CONSEGNA | In base al brano sul Metropolitan Museum of Art, quante categorie comprendono le opere del museo?

Il Metropolitan Museum of Art di New York (più semplicemente conosciuto come Met) festeggia oggi l’anniversario della sua inaugurazione, avvenuta nel 1872.  E da piccolo edificio sulla Fifth Avenue consistente in meno di 200 dipinti ed un sarcofago romano fino ad arrivare all’imponente struttura neogotica sul versante est di Central Park, ne ha fatta di strada.

Le opere del Met si suddividono in ben diciannove categorie, passanti per l’arte greca, romana ed egizia a quella europea, islamica, asiatica ed americana, dalla fotografia all’arte moderna e contemporanea, e ancora contando una sezione dedicata agli strumenti musicali ed un’altra che funge da biblioteca, giusto per citarne qualcuna.

Record di annotazione con coordinate:
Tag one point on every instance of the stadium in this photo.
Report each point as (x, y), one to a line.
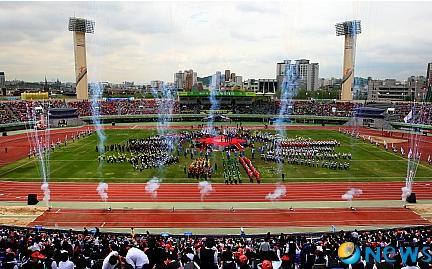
(214, 178)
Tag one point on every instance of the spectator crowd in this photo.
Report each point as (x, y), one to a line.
(32, 248)
(17, 111)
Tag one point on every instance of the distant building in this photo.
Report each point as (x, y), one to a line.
(418, 85)
(2, 80)
(238, 80)
(185, 80)
(267, 86)
(388, 90)
(429, 76)
(156, 84)
(308, 73)
(312, 82)
(227, 75)
(2, 83)
(251, 85)
(179, 80)
(429, 82)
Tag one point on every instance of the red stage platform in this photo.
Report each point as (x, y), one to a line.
(221, 142)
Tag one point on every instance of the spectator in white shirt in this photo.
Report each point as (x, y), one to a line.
(136, 258)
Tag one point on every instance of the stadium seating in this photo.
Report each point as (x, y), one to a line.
(35, 248)
(17, 111)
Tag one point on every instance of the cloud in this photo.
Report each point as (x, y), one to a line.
(143, 41)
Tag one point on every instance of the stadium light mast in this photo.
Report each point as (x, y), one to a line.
(350, 29)
(80, 27)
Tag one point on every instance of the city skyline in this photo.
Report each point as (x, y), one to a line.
(150, 41)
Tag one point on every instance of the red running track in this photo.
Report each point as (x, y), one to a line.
(226, 219)
(19, 145)
(133, 192)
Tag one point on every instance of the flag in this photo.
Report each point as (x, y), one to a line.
(408, 117)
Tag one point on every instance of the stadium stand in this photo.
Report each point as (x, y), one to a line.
(35, 248)
(16, 111)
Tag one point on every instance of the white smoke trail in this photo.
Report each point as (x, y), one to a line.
(405, 193)
(40, 141)
(47, 193)
(214, 87)
(205, 188)
(152, 186)
(278, 193)
(288, 91)
(351, 194)
(414, 155)
(102, 190)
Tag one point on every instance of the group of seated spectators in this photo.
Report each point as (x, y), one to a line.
(52, 249)
(200, 168)
(151, 152)
(303, 151)
(17, 111)
(422, 113)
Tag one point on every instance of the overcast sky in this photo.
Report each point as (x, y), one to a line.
(144, 41)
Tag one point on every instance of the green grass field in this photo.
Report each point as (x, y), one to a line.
(77, 162)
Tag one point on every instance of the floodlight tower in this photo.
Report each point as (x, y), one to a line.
(350, 29)
(80, 27)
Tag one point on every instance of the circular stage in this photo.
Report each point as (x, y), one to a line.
(222, 141)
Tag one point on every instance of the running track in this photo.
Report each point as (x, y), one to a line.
(19, 145)
(227, 219)
(134, 192)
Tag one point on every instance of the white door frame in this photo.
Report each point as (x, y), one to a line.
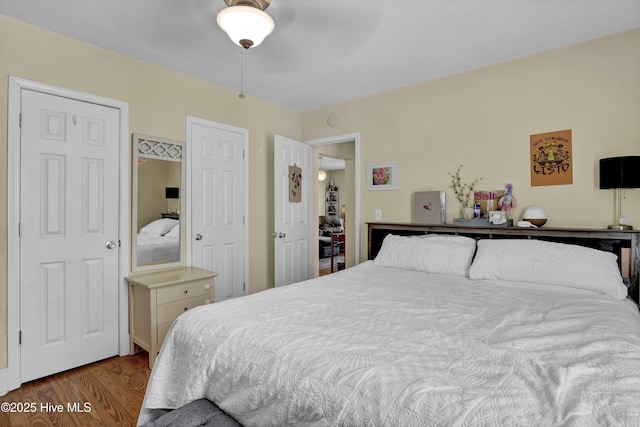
(245, 149)
(10, 376)
(355, 137)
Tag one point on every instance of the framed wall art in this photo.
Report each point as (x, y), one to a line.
(382, 176)
(551, 158)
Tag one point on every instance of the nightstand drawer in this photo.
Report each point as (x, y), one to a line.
(183, 291)
(168, 312)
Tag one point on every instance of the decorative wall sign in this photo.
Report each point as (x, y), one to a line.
(551, 158)
(382, 176)
(295, 184)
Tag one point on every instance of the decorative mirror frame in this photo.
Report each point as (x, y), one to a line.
(151, 147)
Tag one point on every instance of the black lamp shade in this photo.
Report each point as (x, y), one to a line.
(171, 192)
(620, 172)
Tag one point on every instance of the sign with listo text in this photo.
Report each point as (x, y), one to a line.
(551, 158)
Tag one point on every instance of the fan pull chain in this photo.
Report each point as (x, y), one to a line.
(242, 61)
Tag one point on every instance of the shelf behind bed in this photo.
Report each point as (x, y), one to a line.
(624, 243)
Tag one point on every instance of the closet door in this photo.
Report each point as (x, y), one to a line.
(69, 210)
(217, 204)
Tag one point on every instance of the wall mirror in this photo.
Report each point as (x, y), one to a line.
(158, 203)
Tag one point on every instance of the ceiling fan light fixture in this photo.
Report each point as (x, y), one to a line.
(246, 26)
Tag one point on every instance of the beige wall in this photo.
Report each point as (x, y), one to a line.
(159, 101)
(482, 119)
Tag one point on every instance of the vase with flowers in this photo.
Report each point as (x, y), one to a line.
(464, 192)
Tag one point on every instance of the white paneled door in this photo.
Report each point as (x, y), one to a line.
(69, 210)
(217, 201)
(292, 219)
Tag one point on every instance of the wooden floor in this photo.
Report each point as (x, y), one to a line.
(109, 393)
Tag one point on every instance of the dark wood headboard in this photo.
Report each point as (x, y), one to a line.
(625, 244)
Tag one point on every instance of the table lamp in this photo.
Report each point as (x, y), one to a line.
(171, 193)
(619, 173)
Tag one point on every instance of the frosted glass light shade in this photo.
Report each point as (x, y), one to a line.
(535, 215)
(246, 26)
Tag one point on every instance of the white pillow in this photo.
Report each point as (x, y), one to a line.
(175, 232)
(438, 254)
(159, 227)
(550, 263)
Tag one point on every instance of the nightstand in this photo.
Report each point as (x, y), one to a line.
(157, 298)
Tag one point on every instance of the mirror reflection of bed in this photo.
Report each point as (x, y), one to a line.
(159, 242)
(158, 182)
(331, 238)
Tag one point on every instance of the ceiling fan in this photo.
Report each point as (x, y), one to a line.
(334, 29)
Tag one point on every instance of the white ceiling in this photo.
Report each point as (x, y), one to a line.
(330, 51)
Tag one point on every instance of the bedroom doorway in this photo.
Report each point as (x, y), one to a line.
(347, 149)
(331, 207)
(66, 264)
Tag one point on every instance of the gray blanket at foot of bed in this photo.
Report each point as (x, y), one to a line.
(201, 412)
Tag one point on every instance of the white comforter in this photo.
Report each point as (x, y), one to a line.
(153, 249)
(382, 346)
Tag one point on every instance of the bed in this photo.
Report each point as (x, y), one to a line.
(159, 241)
(473, 327)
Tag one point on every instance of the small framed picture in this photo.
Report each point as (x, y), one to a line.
(382, 176)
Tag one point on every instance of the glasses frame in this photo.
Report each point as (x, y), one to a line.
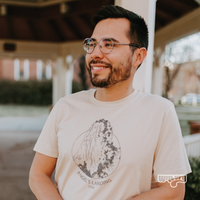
(113, 43)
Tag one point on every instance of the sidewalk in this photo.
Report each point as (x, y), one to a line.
(20, 127)
(16, 155)
(22, 118)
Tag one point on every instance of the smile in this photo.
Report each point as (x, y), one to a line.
(98, 68)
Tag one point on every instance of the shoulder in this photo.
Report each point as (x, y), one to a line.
(78, 96)
(153, 100)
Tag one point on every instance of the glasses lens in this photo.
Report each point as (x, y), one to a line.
(88, 45)
(106, 45)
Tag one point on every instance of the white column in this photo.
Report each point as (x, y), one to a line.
(157, 82)
(48, 71)
(69, 75)
(16, 69)
(145, 8)
(39, 66)
(59, 82)
(26, 69)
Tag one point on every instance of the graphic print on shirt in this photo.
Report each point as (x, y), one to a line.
(97, 151)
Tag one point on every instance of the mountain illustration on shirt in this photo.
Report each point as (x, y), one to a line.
(97, 151)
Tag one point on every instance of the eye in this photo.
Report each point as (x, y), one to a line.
(107, 43)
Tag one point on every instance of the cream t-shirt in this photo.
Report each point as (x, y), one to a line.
(110, 150)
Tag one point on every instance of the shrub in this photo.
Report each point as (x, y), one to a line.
(193, 180)
(26, 92)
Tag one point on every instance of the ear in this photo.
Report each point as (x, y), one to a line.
(139, 55)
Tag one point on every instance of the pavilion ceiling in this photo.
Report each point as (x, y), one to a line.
(42, 20)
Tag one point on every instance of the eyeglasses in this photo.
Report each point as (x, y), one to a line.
(106, 45)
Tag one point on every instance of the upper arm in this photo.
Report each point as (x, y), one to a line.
(43, 164)
(175, 189)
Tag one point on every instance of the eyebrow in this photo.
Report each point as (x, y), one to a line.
(113, 39)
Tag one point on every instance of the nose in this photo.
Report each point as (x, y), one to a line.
(97, 54)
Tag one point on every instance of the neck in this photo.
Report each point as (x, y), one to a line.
(113, 93)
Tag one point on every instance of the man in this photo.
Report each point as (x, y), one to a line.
(110, 143)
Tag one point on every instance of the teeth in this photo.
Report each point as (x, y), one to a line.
(98, 67)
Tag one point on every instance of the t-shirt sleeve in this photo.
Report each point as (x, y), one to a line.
(47, 142)
(170, 155)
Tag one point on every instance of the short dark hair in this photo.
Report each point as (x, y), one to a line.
(138, 32)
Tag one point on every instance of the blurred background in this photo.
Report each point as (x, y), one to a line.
(42, 60)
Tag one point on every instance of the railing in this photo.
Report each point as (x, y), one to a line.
(192, 144)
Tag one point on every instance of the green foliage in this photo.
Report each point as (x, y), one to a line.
(193, 180)
(26, 92)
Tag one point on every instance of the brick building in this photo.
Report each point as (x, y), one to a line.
(25, 69)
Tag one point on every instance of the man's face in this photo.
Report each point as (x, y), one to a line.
(107, 70)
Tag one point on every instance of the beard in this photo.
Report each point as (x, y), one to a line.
(117, 74)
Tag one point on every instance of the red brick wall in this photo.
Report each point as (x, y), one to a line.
(7, 69)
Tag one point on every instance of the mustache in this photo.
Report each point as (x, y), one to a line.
(99, 62)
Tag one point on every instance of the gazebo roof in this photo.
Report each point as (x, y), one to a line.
(43, 20)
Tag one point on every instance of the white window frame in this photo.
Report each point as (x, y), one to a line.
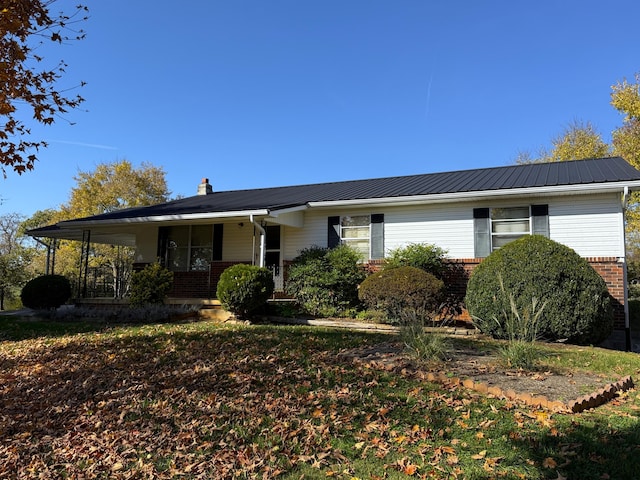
(188, 250)
(351, 240)
(509, 222)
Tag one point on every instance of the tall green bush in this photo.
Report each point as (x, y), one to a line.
(325, 281)
(405, 294)
(244, 289)
(150, 285)
(537, 269)
(46, 292)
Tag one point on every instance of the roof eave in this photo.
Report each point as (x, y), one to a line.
(188, 217)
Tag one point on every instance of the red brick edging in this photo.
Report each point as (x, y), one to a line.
(580, 404)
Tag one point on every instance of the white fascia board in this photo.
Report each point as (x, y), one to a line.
(484, 195)
(292, 217)
(165, 218)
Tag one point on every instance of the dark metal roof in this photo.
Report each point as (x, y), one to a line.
(603, 170)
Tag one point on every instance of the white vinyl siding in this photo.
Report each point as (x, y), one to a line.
(236, 242)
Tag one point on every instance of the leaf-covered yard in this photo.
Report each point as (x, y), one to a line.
(200, 400)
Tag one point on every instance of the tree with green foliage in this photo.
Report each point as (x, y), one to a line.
(581, 140)
(578, 141)
(111, 186)
(26, 89)
(14, 258)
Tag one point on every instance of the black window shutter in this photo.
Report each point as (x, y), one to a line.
(333, 235)
(481, 232)
(163, 238)
(540, 220)
(216, 254)
(377, 236)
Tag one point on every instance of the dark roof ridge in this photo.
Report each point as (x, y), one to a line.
(466, 171)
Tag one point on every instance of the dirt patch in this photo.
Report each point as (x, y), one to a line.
(482, 371)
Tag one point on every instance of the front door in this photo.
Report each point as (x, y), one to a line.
(272, 255)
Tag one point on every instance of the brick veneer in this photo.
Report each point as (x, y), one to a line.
(198, 284)
(204, 284)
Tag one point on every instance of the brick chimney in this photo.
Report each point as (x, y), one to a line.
(205, 187)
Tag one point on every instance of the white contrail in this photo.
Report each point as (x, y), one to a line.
(426, 110)
(82, 144)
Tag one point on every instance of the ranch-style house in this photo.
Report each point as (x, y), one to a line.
(468, 213)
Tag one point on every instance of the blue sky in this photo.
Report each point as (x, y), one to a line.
(259, 93)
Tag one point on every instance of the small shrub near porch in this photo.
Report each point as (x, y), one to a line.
(325, 281)
(244, 289)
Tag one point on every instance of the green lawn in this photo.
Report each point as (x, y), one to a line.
(200, 400)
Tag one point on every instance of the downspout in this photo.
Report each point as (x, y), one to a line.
(263, 235)
(627, 327)
(48, 245)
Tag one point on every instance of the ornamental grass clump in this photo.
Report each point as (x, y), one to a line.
(521, 328)
(577, 303)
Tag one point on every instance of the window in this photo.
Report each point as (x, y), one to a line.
(190, 247)
(365, 233)
(495, 227)
(355, 232)
(507, 224)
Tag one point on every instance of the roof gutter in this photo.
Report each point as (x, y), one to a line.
(165, 218)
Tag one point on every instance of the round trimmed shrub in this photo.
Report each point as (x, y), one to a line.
(324, 281)
(46, 292)
(243, 289)
(403, 293)
(424, 256)
(150, 285)
(575, 302)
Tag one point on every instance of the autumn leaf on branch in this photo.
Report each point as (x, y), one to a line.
(24, 84)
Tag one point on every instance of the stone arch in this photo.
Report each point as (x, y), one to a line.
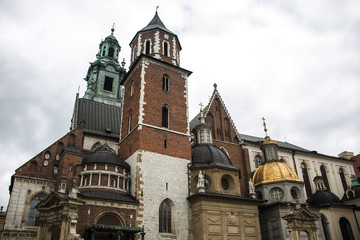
(166, 216)
(96, 146)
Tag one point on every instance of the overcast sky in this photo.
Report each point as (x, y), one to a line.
(297, 63)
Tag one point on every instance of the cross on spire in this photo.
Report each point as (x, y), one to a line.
(264, 124)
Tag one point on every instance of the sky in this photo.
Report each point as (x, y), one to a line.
(296, 63)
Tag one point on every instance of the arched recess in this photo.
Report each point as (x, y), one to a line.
(227, 129)
(210, 120)
(55, 232)
(346, 230)
(325, 225)
(96, 146)
(166, 218)
(165, 116)
(306, 179)
(325, 177)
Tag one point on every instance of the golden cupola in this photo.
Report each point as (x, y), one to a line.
(273, 169)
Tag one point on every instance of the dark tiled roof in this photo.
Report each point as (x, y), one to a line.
(100, 118)
(208, 156)
(286, 145)
(109, 196)
(105, 155)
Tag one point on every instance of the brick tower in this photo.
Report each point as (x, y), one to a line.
(155, 136)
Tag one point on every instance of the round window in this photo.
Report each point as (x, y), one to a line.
(294, 193)
(276, 194)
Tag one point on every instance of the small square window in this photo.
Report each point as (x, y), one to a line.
(108, 83)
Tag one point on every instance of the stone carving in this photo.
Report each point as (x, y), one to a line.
(201, 182)
(232, 218)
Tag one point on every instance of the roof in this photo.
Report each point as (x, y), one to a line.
(323, 197)
(109, 195)
(209, 156)
(105, 155)
(100, 118)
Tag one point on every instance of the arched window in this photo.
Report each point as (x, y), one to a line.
(111, 52)
(325, 224)
(306, 180)
(343, 180)
(166, 83)
(33, 219)
(258, 161)
(165, 217)
(129, 124)
(166, 48)
(165, 116)
(147, 47)
(346, 230)
(201, 136)
(132, 88)
(324, 175)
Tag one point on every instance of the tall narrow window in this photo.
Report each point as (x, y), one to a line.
(324, 175)
(165, 217)
(111, 52)
(166, 83)
(165, 48)
(306, 180)
(147, 47)
(346, 230)
(132, 88)
(130, 116)
(343, 180)
(165, 116)
(33, 219)
(108, 83)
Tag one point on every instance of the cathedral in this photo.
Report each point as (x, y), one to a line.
(135, 166)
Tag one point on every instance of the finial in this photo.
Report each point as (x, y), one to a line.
(113, 29)
(265, 129)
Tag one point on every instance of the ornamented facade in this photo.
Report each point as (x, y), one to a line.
(134, 166)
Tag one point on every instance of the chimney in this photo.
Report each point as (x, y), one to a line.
(346, 155)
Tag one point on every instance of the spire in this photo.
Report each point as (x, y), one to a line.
(202, 119)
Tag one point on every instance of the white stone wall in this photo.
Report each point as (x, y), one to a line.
(24, 189)
(89, 141)
(157, 171)
(313, 163)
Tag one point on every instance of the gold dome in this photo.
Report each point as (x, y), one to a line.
(274, 172)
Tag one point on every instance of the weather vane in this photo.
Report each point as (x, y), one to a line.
(265, 129)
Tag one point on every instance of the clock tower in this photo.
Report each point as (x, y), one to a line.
(155, 135)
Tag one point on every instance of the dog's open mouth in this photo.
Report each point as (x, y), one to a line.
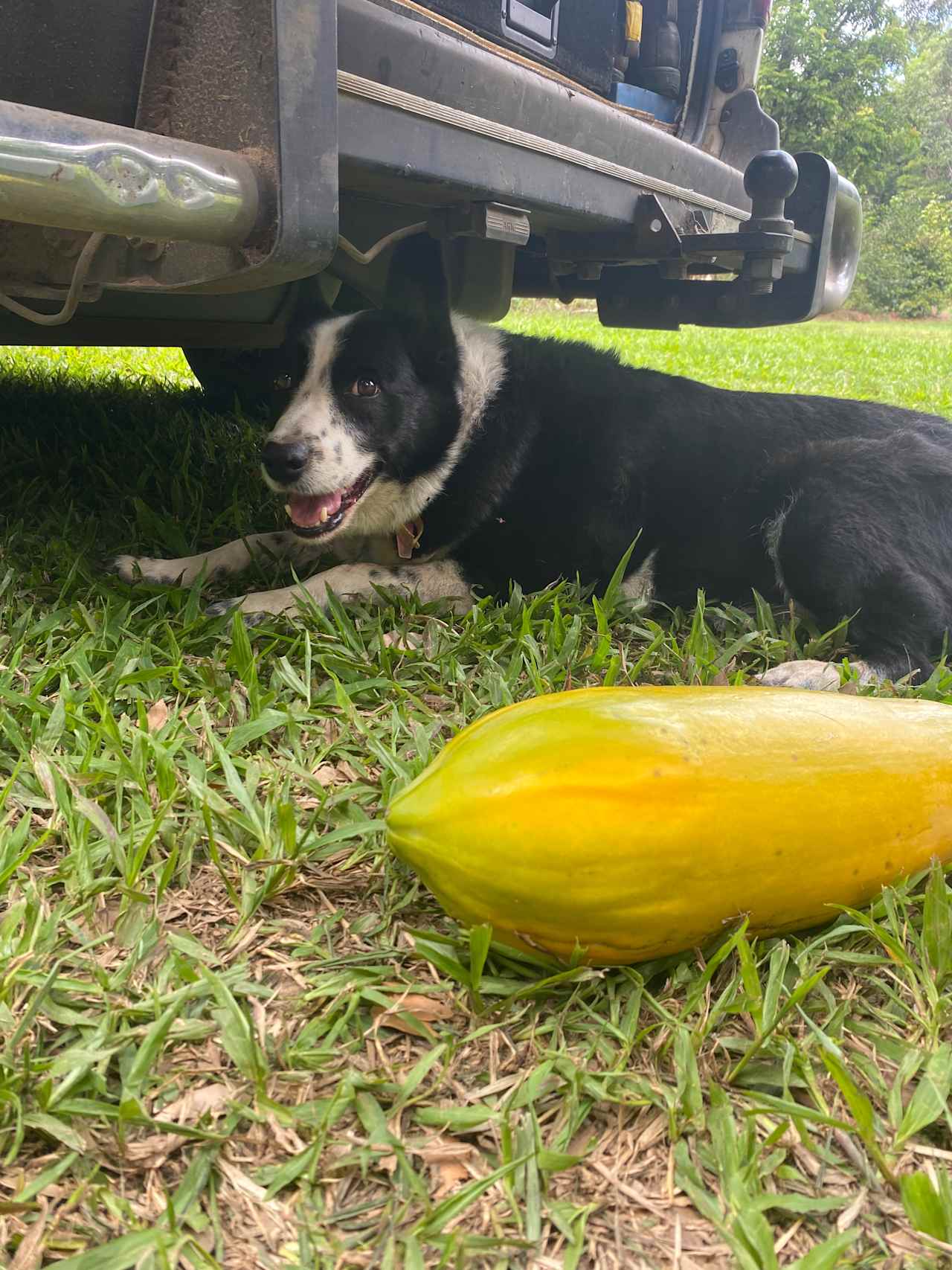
(314, 515)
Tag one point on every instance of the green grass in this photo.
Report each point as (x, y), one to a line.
(235, 1033)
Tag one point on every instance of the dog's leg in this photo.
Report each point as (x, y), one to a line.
(437, 580)
(222, 562)
(839, 559)
(817, 676)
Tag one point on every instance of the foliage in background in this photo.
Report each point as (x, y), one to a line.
(874, 93)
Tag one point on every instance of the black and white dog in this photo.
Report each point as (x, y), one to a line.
(433, 454)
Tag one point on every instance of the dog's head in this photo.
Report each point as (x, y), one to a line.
(377, 408)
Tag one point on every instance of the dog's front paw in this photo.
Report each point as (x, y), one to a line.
(160, 573)
(815, 676)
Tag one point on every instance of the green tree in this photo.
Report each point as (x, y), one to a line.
(926, 98)
(907, 260)
(831, 77)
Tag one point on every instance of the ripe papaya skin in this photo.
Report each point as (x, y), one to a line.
(639, 822)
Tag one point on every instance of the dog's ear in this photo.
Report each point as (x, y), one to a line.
(416, 283)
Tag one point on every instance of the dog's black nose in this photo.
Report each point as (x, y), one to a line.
(285, 461)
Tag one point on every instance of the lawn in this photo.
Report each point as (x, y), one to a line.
(235, 1033)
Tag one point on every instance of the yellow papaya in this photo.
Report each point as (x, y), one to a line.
(639, 822)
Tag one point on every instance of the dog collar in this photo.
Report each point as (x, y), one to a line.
(408, 537)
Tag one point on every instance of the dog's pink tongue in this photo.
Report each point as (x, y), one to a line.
(307, 510)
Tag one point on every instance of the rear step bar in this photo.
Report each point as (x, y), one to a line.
(80, 174)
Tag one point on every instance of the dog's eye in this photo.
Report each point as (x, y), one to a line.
(364, 386)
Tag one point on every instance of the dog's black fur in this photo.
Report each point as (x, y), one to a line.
(844, 507)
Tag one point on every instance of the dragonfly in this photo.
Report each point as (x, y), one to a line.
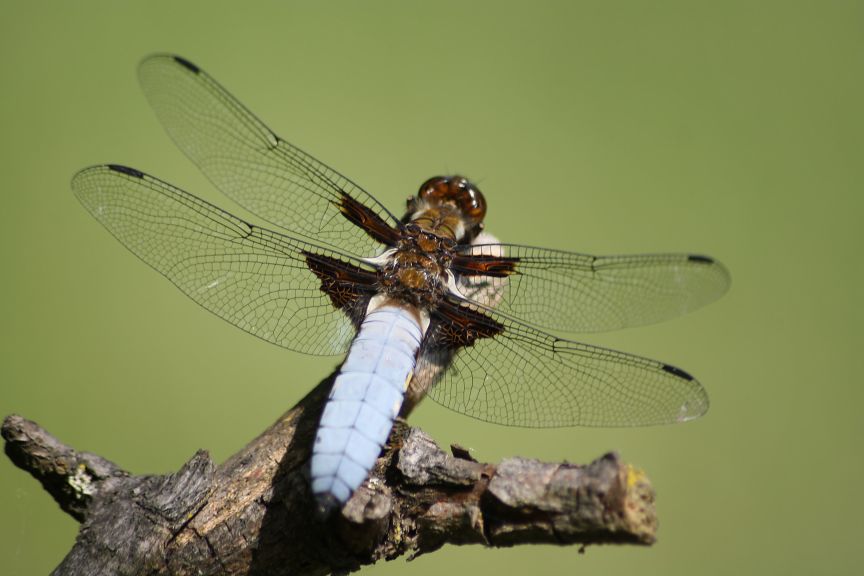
(427, 303)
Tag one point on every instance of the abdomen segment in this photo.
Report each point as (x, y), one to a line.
(365, 400)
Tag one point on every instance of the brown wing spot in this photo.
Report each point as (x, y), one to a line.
(344, 283)
(458, 325)
(485, 265)
(368, 220)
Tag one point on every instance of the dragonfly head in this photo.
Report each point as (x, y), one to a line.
(456, 194)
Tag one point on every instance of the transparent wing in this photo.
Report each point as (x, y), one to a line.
(254, 278)
(571, 292)
(249, 163)
(524, 377)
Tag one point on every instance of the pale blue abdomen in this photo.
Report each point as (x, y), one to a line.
(365, 400)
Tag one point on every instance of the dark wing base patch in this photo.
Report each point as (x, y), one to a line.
(349, 287)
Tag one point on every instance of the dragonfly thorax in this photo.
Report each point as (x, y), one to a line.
(416, 272)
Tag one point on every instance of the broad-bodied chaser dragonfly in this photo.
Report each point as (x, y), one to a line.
(426, 304)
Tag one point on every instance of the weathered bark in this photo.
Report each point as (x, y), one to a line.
(255, 515)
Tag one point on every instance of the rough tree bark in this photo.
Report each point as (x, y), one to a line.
(254, 514)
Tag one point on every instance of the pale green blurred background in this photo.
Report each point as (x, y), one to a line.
(732, 129)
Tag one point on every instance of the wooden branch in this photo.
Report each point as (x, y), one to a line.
(255, 514)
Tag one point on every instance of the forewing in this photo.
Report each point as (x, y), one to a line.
(515, 375)
(256, 279)
(570, 292)
(249, 163)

RISPOSTA ATTESA | Diciannove.